Exercise aim - Copy the records below word for word, leaving out the pictures.

Input material -
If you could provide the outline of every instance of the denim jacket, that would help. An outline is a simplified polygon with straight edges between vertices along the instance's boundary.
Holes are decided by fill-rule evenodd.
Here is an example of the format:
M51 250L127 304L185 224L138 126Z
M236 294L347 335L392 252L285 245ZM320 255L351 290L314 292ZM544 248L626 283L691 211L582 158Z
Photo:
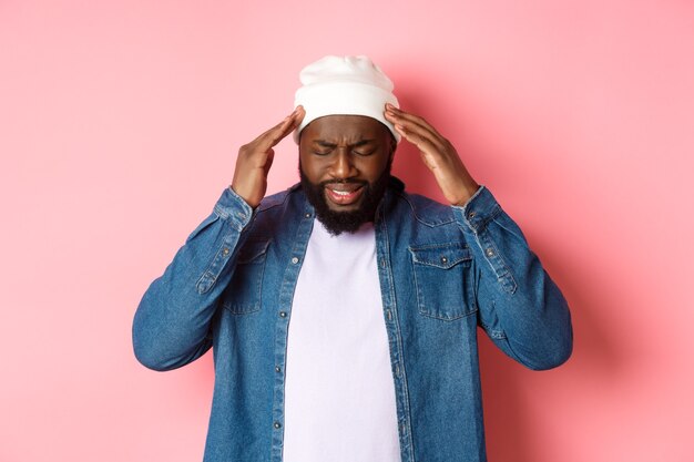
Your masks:
M299 186L256 209L226 188L140 302L144 366L214 347L206 462L282 461L287 330L313 224ZM572 350L567 301L484 186L458 207L392 178L375 229L401 460L486 461L478 326L522 365L553 368Z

Finished answer -
If you could provide the outline of every instance of the denim jacket, that would help. An outline is a simplified polygon with straight edges between vertices along the instance's boundary.
Holes are decided by fill-rule evenodd.
Here is an example of the format:
M51 250L127 304L185 224L138 126Z
M236 294L347 335L392 252L285 245ZM320 255L351 290L314 292ZM544 248L626 283L691 211L582 158Z
Photo:
Your masks:
M299 186L256 209L226 188L140 302L144 366L214 347L206 462L282 461L287 330L313 224ZM572 350L567 301L484 186L458 207L392 178L375 229L401 460L486 461L478 326L522 365L553 368Z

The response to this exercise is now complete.